◆ WHAT THE EXERCISE ASKS
Pick each line containing the word "iron" out of the data below.

◆ TASK INPUTS
▽

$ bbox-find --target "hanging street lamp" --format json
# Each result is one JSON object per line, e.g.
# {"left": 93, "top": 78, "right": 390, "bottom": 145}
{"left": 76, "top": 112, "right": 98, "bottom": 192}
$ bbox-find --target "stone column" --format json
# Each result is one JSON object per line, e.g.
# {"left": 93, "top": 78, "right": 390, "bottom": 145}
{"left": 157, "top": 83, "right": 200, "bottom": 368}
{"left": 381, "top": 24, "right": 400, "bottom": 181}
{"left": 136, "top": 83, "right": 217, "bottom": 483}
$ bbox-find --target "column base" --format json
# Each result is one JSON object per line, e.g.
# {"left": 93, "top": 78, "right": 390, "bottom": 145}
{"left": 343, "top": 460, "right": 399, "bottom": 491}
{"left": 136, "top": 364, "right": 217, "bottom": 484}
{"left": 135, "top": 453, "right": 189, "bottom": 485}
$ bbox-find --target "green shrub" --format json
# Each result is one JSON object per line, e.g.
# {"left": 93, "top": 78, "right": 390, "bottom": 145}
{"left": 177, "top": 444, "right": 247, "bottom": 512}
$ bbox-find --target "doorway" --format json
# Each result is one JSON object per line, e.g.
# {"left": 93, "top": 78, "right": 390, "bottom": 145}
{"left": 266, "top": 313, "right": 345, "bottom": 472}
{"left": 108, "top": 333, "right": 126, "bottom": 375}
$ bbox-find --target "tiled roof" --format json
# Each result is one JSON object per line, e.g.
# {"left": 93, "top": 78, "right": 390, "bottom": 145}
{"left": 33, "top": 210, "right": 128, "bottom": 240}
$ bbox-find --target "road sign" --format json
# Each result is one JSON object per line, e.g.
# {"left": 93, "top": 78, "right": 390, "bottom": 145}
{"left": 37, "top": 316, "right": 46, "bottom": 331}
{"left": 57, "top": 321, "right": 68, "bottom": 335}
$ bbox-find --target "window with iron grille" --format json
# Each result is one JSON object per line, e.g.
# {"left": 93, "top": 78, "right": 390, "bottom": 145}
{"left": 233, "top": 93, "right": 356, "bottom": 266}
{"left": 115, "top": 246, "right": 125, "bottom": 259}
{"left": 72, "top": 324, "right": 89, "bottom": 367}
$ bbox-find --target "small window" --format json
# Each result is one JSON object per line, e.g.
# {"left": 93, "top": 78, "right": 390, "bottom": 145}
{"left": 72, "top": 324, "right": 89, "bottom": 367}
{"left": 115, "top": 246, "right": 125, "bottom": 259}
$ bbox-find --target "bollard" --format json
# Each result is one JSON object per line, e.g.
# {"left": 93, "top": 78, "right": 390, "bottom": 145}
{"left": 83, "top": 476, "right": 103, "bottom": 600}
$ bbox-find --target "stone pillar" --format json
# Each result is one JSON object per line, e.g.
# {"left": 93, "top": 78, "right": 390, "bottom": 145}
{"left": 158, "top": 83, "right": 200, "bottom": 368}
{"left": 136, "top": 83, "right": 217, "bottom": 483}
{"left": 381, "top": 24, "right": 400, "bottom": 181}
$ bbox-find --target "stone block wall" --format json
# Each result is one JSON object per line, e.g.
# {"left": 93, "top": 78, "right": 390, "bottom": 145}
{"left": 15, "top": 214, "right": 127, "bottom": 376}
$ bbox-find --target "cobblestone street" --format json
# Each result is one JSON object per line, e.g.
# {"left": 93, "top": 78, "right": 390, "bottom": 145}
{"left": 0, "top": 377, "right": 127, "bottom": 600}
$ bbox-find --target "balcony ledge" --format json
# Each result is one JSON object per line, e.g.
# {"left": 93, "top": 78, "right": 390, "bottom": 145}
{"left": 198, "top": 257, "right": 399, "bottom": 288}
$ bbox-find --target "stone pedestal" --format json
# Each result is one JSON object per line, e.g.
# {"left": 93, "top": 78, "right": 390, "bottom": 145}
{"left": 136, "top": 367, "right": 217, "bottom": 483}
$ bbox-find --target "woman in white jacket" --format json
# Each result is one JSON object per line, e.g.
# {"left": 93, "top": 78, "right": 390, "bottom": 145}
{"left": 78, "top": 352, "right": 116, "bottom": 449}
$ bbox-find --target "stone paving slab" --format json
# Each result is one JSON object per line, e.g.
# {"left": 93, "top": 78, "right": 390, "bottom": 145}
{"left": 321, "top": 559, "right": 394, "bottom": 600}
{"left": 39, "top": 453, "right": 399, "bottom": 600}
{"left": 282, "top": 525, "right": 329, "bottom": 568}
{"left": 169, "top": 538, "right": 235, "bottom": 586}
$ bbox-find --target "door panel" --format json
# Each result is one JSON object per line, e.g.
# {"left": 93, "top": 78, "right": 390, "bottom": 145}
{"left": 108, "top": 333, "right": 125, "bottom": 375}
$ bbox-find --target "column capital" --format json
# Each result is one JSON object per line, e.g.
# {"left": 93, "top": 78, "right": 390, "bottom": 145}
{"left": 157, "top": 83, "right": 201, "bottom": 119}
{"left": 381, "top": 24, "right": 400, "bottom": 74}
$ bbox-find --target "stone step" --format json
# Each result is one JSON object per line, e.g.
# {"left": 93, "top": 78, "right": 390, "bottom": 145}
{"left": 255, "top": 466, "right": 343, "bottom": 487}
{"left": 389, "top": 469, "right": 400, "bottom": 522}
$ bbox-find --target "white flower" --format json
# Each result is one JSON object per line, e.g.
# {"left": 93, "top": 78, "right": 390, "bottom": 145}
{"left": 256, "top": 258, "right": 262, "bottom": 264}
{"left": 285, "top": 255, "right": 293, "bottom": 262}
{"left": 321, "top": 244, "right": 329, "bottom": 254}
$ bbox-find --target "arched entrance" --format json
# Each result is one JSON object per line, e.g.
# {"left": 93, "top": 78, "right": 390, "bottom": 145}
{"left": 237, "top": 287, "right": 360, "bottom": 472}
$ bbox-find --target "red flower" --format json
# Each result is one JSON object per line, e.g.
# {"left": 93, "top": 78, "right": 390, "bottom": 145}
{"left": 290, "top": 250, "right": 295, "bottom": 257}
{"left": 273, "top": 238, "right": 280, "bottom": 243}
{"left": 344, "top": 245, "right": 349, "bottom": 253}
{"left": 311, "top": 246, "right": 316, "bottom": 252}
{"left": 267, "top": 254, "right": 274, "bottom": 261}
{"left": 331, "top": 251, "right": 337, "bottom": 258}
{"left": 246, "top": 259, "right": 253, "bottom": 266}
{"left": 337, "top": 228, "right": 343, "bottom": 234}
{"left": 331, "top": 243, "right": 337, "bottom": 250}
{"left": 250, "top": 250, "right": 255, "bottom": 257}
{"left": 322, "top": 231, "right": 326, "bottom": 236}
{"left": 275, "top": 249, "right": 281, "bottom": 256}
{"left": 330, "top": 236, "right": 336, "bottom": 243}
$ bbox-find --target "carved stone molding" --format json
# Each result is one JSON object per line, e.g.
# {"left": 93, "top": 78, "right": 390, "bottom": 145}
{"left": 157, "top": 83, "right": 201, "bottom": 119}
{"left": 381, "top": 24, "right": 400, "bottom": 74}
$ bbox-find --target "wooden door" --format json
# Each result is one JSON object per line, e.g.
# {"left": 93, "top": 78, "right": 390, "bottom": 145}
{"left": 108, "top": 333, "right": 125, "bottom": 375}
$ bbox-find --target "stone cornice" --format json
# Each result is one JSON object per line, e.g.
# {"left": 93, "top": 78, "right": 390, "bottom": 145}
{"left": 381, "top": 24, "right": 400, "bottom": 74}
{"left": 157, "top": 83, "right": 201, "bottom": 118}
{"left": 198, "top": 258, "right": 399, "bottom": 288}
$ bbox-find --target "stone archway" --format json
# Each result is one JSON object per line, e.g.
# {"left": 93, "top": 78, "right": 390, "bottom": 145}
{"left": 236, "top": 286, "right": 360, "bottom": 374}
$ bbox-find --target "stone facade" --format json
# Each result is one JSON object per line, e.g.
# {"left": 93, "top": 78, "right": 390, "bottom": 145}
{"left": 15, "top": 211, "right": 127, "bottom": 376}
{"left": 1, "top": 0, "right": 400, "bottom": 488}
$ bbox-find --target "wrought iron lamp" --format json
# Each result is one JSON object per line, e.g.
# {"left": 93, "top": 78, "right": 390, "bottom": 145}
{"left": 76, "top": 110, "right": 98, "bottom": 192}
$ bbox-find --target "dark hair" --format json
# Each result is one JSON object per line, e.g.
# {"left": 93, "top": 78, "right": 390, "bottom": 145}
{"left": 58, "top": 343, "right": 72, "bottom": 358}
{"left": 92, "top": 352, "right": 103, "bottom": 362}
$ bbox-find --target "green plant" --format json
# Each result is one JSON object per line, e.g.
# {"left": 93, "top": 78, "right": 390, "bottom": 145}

△

◆ REPLY TO THE EXERCISE
$ bbox-find --target "window with iron grille" --format json
$ bbox-find --target "wrought iron lamp" --format json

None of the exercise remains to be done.